> [PROVIDED TEXT]
::::
Monday, May 14, 2012

Mother's Day-

This Mother's Day went better than the last five. I am forever grateful for my little man, V. We went to my favorite park and just enjoyed the scenery. V got to see the geese and ducks up close, and man did that confuse him! Haha. He was very serious about everything, but interested. It was a wonderful afternoon. Really.

But, my thoughts kept wandering. I never celebrated Mother's Day before now; not because I didn't think our other children should count, but because the date served as a painful reminder of everything I'd lost. I was pregnant four times, whether anyone else wants to admit it or not. I have four children, and only one here with me.
::::
> [DATA FOR PROCESSING]
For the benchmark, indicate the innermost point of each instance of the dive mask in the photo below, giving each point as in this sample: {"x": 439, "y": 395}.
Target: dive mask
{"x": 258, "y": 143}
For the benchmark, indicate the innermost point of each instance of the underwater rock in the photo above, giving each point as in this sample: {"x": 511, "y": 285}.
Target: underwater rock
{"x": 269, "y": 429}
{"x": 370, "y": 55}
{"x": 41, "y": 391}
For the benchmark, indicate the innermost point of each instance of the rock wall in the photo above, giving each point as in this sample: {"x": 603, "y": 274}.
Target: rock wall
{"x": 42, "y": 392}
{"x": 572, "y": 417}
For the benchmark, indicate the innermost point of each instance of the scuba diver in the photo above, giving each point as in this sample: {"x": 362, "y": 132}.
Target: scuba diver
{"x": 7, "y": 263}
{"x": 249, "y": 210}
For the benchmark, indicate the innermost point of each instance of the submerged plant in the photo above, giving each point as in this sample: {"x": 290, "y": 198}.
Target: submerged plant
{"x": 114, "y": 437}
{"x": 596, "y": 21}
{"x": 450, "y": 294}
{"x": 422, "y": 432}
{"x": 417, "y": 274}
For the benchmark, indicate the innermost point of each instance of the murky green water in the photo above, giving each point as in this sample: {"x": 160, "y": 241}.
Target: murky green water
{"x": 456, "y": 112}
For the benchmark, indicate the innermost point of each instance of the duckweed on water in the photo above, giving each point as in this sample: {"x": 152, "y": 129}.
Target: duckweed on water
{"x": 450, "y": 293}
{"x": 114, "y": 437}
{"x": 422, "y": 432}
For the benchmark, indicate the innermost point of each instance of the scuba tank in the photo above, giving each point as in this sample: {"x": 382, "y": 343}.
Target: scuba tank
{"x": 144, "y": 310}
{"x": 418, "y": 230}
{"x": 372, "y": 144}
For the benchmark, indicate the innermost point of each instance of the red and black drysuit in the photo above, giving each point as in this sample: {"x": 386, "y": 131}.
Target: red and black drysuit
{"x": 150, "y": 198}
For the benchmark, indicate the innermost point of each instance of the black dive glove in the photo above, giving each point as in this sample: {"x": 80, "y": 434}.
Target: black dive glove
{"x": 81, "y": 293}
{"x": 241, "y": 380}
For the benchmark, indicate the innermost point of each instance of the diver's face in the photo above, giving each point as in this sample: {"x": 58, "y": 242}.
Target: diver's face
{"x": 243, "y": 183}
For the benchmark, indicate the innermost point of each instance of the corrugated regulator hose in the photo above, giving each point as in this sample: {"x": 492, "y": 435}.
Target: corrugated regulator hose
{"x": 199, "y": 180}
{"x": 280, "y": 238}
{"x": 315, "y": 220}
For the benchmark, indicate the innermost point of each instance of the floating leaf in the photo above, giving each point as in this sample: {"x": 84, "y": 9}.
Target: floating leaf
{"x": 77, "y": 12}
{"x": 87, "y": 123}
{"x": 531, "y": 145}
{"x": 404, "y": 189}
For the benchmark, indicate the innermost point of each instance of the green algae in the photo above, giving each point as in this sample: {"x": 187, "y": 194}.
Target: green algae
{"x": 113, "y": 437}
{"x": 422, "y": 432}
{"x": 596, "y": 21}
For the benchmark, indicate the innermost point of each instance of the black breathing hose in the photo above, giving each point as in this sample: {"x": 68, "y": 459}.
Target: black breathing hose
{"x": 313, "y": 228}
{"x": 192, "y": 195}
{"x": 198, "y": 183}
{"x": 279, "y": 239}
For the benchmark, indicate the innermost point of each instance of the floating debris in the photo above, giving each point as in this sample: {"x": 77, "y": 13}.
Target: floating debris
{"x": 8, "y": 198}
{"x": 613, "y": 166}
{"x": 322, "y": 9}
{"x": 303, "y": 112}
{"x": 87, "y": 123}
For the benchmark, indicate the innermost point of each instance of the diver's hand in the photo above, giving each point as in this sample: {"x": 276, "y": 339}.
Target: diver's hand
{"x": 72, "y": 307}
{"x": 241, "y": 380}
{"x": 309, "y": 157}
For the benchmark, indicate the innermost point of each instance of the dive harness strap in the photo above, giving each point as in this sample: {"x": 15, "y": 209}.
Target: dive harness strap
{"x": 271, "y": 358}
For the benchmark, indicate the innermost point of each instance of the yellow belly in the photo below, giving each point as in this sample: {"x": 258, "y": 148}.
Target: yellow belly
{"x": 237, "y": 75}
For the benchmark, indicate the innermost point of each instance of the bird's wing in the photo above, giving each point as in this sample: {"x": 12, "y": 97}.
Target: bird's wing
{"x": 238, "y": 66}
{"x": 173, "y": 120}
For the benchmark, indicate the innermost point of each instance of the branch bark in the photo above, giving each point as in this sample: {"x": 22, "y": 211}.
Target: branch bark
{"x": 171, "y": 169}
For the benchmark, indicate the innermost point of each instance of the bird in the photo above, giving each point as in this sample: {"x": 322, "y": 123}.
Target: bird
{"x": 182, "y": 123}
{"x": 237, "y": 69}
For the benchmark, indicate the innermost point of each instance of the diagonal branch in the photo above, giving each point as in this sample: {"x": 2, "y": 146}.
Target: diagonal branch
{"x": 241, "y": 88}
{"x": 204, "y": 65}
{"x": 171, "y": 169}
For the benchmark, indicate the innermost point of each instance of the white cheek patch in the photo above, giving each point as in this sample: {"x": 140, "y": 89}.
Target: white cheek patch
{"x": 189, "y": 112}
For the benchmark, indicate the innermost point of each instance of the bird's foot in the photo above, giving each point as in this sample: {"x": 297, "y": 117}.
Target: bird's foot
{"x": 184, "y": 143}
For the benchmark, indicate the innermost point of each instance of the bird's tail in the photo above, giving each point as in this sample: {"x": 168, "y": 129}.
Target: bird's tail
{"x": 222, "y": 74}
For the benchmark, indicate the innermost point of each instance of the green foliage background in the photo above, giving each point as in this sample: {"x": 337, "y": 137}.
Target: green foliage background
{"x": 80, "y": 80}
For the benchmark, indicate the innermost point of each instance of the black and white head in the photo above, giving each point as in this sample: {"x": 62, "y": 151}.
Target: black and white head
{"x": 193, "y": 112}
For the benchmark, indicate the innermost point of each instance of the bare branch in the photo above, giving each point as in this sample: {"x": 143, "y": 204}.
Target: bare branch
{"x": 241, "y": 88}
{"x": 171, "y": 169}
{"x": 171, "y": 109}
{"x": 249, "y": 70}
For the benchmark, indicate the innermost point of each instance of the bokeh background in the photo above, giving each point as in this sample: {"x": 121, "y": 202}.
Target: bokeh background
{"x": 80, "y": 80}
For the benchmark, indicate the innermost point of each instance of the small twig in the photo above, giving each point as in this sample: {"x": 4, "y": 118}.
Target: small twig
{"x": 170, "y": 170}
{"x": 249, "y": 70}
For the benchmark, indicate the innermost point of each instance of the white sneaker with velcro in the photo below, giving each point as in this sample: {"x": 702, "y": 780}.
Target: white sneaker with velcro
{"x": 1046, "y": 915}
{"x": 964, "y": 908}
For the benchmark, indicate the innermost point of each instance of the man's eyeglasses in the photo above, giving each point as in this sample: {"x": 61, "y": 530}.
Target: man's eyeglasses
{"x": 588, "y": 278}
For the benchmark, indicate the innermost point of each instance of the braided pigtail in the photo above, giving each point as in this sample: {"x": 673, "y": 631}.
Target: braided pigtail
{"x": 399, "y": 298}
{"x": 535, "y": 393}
::::
> [TASKS AND EXERCISES]
1. Which lines of the listing contain the word "debris"? Identify and copy each of them in full, matching case exactly.
2. Can you extend the Mother's Day post, picking up right after its last sentence?

> [FINAL RESULTS]
1.
For the benchmark, indicate the innermost point of each instance of the floating debris in the photo above, giving each point as in this sample: {"x": 77, "y": 13}.
Target: floating debris

2.
People kept wishing me a "Happy first Mother's Day," it made me consider, once again, what makes a mother. Have I been a mother all this time? I like to think so. Everyone in my life acts like only V counts though, and it conflicts me. How I mother them is unarguably different: for V I feed him, carry him, change his diapers, tend to his every need. For the others, my body failed them and I was helpless to prevent their loss. I carry them in my heart, I remember them, love them, but I can never do for them that which I do for V. I will never know them like I've grown to know my V. It's different, but I love them all. I just think that should count for something.

5 comments:

The Steadfast Warrior said...

Mother's Day has been odd for me since I've more or less missed it for one reason or another for the last two years. I'm still not sure how I feel about that fact.

But I'm very glad you had a lovely day! Such a lovely picture. :)

Rebecca said...

I'm glad that you had V with you to hold this year and enjoy. I too hold in my heart all the ones I've lost.

Groves said...

You're absolutely right. It counts.

Cathy in Missouri

Glass Case of Emotion said...

It counts! It's a bittersweet day for sure.

blueeyedtawni said...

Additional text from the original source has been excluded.